### What this task involves
Show, from the records below, all lines that contain the word "desk".
START Task inputs
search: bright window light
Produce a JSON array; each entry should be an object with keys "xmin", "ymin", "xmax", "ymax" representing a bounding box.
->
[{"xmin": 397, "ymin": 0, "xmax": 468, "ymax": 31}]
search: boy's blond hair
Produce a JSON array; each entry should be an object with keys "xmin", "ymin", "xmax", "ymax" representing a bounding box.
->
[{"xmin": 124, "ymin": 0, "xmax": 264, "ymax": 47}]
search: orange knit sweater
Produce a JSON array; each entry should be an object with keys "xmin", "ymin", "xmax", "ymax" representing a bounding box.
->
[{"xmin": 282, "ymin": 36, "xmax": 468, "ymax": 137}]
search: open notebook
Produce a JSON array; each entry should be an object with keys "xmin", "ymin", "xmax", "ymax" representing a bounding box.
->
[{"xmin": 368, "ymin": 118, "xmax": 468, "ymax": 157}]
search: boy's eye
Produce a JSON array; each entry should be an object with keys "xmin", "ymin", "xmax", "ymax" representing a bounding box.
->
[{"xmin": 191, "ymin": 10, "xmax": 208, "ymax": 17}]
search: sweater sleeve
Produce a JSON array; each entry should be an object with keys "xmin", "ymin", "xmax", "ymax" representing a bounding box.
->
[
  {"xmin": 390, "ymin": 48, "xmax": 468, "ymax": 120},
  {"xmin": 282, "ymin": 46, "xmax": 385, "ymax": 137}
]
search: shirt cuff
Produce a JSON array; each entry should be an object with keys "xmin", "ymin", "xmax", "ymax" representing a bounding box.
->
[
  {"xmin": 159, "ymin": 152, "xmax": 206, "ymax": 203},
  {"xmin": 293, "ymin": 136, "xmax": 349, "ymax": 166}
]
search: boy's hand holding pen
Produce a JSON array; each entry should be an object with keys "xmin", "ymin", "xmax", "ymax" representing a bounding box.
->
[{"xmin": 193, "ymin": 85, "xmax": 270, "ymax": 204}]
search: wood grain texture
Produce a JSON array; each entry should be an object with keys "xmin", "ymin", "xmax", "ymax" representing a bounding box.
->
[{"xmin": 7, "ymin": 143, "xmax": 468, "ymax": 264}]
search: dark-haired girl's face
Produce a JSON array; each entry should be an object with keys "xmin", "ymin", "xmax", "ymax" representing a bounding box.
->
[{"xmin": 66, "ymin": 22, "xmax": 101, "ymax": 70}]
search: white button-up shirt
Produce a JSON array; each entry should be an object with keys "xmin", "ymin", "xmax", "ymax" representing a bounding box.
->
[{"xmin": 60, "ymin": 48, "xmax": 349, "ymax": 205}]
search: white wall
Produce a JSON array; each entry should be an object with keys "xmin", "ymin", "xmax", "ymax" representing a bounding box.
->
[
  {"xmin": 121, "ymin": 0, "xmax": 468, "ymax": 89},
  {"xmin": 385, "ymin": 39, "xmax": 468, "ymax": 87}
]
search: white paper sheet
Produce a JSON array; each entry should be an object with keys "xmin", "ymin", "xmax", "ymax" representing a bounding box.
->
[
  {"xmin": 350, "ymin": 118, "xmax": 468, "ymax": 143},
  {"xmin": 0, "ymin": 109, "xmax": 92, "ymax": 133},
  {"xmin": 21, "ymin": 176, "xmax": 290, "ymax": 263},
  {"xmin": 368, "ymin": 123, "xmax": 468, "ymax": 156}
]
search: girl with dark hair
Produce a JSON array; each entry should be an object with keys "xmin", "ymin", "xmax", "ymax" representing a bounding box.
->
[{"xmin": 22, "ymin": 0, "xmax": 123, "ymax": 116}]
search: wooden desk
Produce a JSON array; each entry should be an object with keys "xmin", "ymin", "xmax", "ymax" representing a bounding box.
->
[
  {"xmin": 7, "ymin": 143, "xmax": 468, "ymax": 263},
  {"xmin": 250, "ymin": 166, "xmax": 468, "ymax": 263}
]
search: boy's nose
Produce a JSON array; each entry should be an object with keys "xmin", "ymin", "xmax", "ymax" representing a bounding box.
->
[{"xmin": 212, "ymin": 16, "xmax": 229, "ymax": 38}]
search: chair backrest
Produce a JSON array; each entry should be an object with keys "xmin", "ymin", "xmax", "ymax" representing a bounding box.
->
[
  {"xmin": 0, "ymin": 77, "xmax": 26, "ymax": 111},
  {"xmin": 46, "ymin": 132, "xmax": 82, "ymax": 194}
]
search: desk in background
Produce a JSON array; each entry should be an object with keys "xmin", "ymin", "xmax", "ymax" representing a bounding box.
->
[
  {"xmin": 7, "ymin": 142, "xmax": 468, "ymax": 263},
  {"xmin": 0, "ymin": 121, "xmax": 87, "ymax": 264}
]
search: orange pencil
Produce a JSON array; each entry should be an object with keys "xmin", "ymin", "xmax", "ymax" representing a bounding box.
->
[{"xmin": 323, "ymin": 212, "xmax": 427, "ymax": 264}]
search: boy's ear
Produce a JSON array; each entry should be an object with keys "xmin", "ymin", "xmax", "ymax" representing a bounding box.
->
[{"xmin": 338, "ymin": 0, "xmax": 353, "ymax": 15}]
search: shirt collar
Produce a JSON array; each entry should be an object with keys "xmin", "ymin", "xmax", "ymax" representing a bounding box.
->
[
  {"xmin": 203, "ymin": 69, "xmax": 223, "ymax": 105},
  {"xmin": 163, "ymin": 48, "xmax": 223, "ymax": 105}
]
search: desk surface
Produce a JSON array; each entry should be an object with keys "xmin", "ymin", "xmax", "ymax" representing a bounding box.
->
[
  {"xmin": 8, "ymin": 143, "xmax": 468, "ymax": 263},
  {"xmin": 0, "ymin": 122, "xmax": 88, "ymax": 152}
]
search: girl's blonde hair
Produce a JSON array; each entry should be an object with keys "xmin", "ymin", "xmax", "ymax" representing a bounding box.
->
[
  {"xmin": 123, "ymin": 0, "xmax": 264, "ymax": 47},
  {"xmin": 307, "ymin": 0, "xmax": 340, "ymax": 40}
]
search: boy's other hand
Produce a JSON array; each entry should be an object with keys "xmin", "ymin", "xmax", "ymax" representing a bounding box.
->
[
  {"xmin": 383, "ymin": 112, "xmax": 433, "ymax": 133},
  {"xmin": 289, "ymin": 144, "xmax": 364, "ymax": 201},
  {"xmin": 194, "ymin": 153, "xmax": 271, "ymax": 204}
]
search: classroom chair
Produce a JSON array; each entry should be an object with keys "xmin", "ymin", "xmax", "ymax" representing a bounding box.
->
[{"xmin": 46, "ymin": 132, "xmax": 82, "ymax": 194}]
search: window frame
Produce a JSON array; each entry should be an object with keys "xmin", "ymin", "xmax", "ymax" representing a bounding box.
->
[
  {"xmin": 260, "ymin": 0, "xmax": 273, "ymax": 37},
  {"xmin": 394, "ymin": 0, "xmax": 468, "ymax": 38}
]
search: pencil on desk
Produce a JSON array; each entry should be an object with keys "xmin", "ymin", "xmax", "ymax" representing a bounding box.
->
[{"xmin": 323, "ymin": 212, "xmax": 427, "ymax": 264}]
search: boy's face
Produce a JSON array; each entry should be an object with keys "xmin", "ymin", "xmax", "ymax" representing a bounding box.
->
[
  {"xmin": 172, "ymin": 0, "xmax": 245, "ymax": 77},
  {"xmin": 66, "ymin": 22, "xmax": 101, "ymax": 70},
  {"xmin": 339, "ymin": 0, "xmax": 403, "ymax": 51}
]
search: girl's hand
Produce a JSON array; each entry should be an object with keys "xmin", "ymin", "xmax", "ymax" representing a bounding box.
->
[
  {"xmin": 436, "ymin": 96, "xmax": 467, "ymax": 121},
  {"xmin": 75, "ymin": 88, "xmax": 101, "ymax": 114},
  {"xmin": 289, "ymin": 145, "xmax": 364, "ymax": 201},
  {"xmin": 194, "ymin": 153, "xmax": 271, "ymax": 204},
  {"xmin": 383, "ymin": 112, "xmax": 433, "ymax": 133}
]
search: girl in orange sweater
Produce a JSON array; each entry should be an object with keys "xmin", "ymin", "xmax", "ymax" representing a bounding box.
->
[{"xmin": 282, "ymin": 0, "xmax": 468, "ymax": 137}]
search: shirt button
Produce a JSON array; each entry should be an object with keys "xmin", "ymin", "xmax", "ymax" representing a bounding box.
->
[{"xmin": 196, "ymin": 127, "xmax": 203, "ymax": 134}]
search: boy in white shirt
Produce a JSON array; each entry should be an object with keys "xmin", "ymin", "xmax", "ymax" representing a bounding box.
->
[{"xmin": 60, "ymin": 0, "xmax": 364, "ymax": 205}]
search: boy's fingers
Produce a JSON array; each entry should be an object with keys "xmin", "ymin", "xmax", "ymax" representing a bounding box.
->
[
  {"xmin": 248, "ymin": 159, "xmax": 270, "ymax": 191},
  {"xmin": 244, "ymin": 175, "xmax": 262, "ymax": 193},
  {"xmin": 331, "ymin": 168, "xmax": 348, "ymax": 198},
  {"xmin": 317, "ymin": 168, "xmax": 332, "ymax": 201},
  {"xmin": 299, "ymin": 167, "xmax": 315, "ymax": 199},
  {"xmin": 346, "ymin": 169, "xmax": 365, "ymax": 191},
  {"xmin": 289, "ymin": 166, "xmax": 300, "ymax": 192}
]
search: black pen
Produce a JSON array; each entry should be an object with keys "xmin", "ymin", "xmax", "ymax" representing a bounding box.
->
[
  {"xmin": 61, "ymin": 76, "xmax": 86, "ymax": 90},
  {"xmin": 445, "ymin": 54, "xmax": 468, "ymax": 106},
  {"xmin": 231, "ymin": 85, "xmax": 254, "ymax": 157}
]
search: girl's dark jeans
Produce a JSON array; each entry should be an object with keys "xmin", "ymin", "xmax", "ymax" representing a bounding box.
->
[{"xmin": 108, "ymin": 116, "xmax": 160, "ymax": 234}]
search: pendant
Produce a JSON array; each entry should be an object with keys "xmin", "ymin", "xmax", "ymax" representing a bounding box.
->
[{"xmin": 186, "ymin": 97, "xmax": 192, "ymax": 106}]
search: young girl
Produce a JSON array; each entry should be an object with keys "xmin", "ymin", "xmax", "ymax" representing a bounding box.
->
END Task inputs
### Result of this exercise
search: wooden desk
search: desk in background
search: desk surface
search: pencil on desk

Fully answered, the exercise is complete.